OBJETIVO DEL EJERCICIO:
Reescribe los datos siguientes sustituyendo cada aparición de «bounding box» por «rectangle» y sin alterar nada más.

DATOS PROPORCIONADOS:
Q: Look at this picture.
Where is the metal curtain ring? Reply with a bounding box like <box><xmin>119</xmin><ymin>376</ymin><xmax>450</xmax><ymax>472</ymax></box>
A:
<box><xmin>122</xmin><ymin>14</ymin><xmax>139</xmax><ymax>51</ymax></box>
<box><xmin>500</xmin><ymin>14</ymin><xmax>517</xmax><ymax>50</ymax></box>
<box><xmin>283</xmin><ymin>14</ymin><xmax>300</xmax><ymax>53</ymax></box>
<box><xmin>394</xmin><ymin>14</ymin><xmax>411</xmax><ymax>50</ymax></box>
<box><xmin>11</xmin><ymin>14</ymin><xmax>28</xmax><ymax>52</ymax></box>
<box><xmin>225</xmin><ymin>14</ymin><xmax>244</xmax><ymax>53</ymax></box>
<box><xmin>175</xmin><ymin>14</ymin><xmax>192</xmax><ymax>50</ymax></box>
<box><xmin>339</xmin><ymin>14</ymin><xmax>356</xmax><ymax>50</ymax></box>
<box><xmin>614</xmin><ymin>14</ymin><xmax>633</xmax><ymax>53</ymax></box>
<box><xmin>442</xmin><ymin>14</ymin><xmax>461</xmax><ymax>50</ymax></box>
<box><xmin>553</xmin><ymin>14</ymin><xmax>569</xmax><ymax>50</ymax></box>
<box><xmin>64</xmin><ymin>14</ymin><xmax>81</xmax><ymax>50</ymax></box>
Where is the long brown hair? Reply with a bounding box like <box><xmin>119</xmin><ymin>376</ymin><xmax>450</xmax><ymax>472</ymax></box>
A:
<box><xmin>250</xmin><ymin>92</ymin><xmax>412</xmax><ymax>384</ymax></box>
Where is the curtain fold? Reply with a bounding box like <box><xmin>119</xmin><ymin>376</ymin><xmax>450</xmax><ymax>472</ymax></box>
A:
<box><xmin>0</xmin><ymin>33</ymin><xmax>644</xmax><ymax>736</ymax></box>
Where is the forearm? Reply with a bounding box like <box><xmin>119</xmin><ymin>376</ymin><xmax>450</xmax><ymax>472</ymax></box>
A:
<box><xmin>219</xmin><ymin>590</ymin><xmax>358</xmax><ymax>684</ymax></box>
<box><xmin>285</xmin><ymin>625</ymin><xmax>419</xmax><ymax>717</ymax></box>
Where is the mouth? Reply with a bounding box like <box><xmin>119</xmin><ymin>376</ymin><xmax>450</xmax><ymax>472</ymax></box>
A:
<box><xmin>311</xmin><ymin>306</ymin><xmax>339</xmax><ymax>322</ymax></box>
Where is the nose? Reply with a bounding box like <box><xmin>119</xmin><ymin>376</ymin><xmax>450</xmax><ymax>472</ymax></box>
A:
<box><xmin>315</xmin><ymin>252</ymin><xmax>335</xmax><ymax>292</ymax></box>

SOLUCIÓN COMPLETA:
Q: Look at this picture.
Where is the metal curtain ring? Reply with a rectangle like <box><xmin>119</xmin><ymin>376</ymin><xmax>450</xmax><ymax>472</ymax></box>
A:
<box><xmin>122</xmin><ymin>14</ymin><xmax>139</xmax><ymax>51</ymax></box>
<box><xmin>500</xmin><ymin>14</ymin><xmax>517</xmax><ymax>50</ymax></box>
<box><xmin>283</xmin><ymin>14</ymin><xmax>300</xmax><ymax>53</ymax></box>
<box><xmin>394</xmin><ymin>14</ymin><xmax>411</xmax><ymax>50</ymax></box>
<box><xmin>11</xmin><ymin>14</ymin><xmax>28</xmax><ymax>52</ymax></box>
<box><xmin>225</xmin><ymin>14</ymin><xmax>244</xmax><ymax>53</ymax></box>
<box><xmin>175</xmin><ymin>14</ymin><xmax>192</xmax><ymax>50</ymax></box>
<box><xmin>339</xmin><ymin>14</ymin><xmax>356</xmax><ymax>50</ymax></box>
<box><xmin>614</xmin><ymin>14</ymin><xmax>633</xmax><ymax>53</ymax></box>
<box><xmin>442</xmin><ymin>14</ymin><xmax>461</xmax><ymax>50</ymax></box>
<box><xmin>553</xmin><ymin>14</ymin><xmax>569</xmax><ymax>50</ymax></box>
<box><xmin>64</xmin><ymin>14</ymin><xmax>81</xmax><ymax>50</ymax></box>
Where is the long brown hair? Reply with a rectangle like <box><xmin>119</xmin><ymin>376</ymin><xmax>450</xmax><ymax>472</ymax></box>
A:
<box><xmin>250</xmin><ymin>92</ymin><xmax>412</xmax><ymax>384</ymax></box>
Where is the curtain fold? Reply with a rectangle like <box><xmin>119</xmin><ymin>376</ymin><xmax>450</xmax><ymax>472</ymax></box>
A:
<box><xmin>0</xmin><ymin>33</ymin><xmax>644</xmax><ymax>736</ymax></box>
Where is the forearm? Reply with a rectangle like <box><xmin>119</xmin><ymin>376</ymin><xmax>450</xmax><ymax>472</ymax></box>
A:
<box><xmin>219</xmin><ymin>590</ymin><xmax>358</xmax><ymax>684</ymax></box>
<box><xmin>285</xmin><ymin>625</ymin><xmax>419</xmax><ymax>717</ymax></box>
Where is the mouth? Reply with a rectangle like <box><xmin>119</xmin><ymin>376</ymin><xmax>450</xmax><ymax>472</ymax></box>
A:
<box><xmin>311</xmin><ymin>306</ymin><xmax>339</xmax><ymax>322</ymax></box>
Where is the nose? Reply with a rectangle like <box><xmin>119</xmin><ymin>376</ymin><xmax>450</xmax><ymax>472</ymax></box>
A:
<box><xmin>315</xmin><ymin>252</ymin><xmax>335</xmax><ymax>292</ymax></box>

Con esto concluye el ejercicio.